A further BCM letter to the
applicant on 18 October 2006 provided one page of a typewritten security log for
the night of 28 April
2006. (The Committee submission includes the second page
of this log and similar logs for 29 and 30 April. It lists several vehicles
and
persons attempting to enter the scheme and generally entry being refused. It
suggests someone spoke to ‘Jamie’ and
said there would be no party.
The entry for 8.58pm notes that a loud noise was heard from the front fence and
that "Party goers were trying to smash fence to get to Unit 134.
Successfully smashed two palings off." The Police were called shortly
afterwards; arriving and dispersing the crowd at 9.15pm.
The
applicant says that there is no mention of any problems with Lot 134 or the
specific items referred to in the invoices in any
general or committee meeting
minutes prior to May, even though the minutes refer to issues in other units.
The applicant says that
the first they knew of any issue was 5 May 2006 when
they received the invoice and then a call from the BCM. The applicant’s
property manager then advised that the tenants had left and it was not possible
to hold their bond.

━━━━━━━━━━━━━━━━

Instructions to follow: Reproduce word for word the passage of the excerpt above that lies between "The entry for" and "hold their bond.", inclusive.

━━━━━━━━━━━━━━━━

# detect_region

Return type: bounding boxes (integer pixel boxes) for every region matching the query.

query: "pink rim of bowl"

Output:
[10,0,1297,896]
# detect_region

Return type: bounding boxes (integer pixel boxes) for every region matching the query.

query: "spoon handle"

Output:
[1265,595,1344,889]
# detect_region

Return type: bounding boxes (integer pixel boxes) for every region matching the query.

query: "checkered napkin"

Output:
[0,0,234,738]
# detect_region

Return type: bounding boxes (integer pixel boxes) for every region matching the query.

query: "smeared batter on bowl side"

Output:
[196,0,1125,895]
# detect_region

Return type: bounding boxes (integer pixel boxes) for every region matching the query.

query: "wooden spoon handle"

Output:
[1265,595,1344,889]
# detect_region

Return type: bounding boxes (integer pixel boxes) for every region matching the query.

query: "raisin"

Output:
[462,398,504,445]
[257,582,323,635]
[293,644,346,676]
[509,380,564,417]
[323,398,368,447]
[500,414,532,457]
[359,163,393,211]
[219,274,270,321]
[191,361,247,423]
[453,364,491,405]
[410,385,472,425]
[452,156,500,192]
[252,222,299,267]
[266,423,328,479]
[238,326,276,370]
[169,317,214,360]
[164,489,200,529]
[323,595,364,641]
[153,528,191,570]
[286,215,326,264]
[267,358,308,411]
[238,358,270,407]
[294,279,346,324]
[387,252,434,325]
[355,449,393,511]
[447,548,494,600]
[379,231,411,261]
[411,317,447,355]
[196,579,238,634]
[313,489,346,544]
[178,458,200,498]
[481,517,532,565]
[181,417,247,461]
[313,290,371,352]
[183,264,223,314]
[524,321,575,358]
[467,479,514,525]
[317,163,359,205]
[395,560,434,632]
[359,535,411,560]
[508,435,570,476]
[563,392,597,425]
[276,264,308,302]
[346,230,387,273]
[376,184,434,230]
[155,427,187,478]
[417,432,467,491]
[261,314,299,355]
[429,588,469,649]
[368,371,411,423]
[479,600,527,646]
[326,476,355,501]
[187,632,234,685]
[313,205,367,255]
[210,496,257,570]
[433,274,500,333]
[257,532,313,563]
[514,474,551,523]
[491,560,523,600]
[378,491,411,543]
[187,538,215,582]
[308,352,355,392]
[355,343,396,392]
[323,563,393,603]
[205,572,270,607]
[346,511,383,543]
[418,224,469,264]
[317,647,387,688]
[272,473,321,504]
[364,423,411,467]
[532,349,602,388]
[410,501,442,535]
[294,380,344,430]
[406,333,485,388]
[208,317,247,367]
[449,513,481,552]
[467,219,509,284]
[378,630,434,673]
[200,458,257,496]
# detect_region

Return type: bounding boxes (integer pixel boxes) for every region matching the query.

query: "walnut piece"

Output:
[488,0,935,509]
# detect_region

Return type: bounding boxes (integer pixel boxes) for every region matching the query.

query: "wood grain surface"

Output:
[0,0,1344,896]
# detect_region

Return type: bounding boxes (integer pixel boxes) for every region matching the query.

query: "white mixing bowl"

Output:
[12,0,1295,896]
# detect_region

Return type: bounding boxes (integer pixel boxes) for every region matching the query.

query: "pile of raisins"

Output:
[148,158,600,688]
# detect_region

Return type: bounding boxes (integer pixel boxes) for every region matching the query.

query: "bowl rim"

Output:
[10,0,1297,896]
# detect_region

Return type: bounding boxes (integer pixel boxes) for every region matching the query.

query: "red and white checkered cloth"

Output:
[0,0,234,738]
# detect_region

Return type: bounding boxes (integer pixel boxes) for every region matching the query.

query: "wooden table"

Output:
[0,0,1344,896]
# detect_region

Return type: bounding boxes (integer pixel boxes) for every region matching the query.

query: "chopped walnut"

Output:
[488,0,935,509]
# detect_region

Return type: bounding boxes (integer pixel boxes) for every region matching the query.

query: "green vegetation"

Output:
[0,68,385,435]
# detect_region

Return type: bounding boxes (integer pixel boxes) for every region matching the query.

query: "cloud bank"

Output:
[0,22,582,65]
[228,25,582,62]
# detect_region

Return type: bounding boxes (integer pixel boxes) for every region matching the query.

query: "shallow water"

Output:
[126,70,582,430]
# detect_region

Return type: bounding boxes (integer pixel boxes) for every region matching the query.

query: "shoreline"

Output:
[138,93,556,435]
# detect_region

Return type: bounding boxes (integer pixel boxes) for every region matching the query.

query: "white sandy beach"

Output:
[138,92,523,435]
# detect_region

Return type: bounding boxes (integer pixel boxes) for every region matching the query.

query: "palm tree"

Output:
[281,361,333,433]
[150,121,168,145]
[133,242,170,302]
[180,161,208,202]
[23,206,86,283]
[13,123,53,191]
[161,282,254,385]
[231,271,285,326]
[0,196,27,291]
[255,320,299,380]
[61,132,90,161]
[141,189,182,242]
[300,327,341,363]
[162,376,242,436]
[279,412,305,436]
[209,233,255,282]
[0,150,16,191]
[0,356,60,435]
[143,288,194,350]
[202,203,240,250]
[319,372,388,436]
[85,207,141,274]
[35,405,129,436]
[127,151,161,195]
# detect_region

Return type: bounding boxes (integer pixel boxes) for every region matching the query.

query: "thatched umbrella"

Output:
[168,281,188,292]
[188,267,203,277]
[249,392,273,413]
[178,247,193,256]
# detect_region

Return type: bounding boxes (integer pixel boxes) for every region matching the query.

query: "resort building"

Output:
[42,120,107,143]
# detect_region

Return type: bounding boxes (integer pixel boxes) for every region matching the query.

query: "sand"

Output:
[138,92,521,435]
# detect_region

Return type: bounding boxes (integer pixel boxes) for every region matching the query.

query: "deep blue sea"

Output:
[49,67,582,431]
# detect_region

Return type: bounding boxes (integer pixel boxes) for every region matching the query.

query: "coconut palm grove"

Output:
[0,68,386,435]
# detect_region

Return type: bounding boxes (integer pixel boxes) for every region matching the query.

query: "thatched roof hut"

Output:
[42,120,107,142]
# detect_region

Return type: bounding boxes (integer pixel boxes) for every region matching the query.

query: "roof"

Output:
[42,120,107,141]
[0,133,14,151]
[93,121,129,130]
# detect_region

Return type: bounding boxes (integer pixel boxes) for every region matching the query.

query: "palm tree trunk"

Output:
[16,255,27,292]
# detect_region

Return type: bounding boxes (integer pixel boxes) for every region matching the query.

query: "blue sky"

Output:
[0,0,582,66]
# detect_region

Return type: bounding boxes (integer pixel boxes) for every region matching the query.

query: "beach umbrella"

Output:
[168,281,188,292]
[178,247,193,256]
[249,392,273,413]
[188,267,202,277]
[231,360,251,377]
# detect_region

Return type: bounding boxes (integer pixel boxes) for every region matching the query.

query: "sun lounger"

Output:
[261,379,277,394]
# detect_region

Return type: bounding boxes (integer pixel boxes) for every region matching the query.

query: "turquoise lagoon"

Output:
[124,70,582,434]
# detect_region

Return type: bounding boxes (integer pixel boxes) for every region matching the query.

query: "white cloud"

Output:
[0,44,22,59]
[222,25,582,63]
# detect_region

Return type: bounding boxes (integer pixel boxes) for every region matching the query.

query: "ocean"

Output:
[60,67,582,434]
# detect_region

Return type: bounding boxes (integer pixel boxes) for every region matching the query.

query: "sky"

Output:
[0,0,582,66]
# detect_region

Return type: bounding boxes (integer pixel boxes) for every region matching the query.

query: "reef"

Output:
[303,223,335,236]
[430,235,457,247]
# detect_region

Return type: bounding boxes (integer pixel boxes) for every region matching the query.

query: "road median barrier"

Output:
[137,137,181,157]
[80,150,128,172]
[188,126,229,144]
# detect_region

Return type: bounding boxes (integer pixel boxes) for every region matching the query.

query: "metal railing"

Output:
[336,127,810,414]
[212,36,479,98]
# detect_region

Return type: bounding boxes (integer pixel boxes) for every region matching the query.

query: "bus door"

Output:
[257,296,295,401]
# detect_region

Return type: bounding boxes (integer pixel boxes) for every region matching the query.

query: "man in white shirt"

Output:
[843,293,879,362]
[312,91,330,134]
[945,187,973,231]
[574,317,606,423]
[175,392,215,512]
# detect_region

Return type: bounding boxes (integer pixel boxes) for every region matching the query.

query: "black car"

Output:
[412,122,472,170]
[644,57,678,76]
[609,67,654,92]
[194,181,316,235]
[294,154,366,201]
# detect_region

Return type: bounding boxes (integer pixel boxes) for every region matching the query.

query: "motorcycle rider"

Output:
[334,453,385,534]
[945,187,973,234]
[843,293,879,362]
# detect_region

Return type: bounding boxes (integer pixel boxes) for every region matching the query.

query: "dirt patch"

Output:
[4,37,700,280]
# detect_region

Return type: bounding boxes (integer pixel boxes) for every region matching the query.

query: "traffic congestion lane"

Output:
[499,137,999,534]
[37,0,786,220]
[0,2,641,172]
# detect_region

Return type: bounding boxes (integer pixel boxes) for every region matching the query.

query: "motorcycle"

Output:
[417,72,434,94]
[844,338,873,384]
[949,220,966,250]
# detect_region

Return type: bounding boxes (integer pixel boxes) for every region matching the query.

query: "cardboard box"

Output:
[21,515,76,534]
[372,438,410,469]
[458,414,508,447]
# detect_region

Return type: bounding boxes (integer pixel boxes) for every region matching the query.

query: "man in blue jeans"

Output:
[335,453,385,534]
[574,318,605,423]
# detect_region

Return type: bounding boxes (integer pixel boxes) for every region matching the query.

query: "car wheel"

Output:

━━━━━━━━━━━━━━━━

Output below:
The entry for 8.58pm notes that a loud noise was heard from the front fence and
that "Party goers were trying to smash fence to get to Unit 134.
Successfully smashed two palings off." The Police were called shortly
afterwards; arriving and dispersing the crowd at 9.15pm.
The
applicant says that there is no mention of any problems with Lot 134 or the
specific items referred to in the invoices in any
general or committee meeting
minutes prior to May, even though the minutes refer to issues in other units.
The applicant says that
the first they knew of any issue was 5 May 2006 when
they received the invoice and then a call from the BCM. The applicant’s
property manager then advised that the tenants had left and it was not possible
to hold their bond.